◆ **EXTRAIT DE LA PAGE**
"L'école est partie, la banque est partie, dans la rue la moitié des gens sont partis", décrit Sylvie, boulangère à Blendecques. Dans cette commune symbole des inondations historiques qui ont frappé le Pas-de-Calais il y a un an, le silence règne près du fleuve Aa.
Dans ce bourg où un quartier de pavillons va disparaître, trop exposé aux crues, Sylvie, dont la boutique a été inondée deux fois l'hiver dernier, a choisi de réparer, dans la sourde crainte de tout perdre à nouveau.
Le retour de l'hiver fait d'autant plus redouter celui des crues que le niveau des nappes phréatiques reste élevé et que d'autres régions françaises, au Centre-Est et au Sud-Est, ont subi des inondations dévastatrices ces dernières semaines.
En octobre 2024, l'excédent de pluie a atteint 40% par rapport aux normales 1991-2020 en France, d'après Météo France.
Dans le Pas-de-Calais, 315 communes ont été reconnues en état de catastrophe naturelle et quelque 540.000 habitants de cinq bassins versants impactés à divers degrés par les inondations qui ont rythmé tout l'automne et l'hiver derniers.

◆ **DONNÉES FOURNIES**
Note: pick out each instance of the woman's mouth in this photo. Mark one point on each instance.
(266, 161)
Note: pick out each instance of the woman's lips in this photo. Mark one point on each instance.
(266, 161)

◆ **ÉNONCÉ**
Recopiez en entier l'extrait sur les inondations dans le Pas-de-Calais, sans y changer un seul mot.

◆ **CORRIGÉ**
"L'école est partie, la banque est partie, dans la rue la moitié des gens sont partis", décrit Sylvie, boulangère à Blendecques. Dans cette commune symbole des inondations historiques qui ont frappé le Pas-de-Calais il y a un an, le silence règne près du fleuve Aa.
Dans ce bourg où un quartier de pavillons va disparaître, trop exposé aux crues, Sylvie, dont la boutique a été inondée deux fois l'hiver dernier, a choisi de réparer, dans la sourde crainte de tout perdre à nouveau.
Le retour de l'hiver fait d'autant plus redouter celui des crues que le niveau des nappes phréatiques reste élevé et que d'autres régions françaises, au Centre-Est et au Sud-Est, ont subi des inondations dévastatrices ces dernières semaines.
En octobre 2024, l'excédent de pluie a atteint 40% par rapport aux normales 1991-2020 en France, d'après Météo France.
Dans le Pas-de-Calais, 315 communes ont été reconnues en état de catastrophe naturelle et quelque 540.000 habitants de cinq bassins versants impactés à divers degrés par les inondations qui ont rythmé tout l'automne et l'hiver derniers.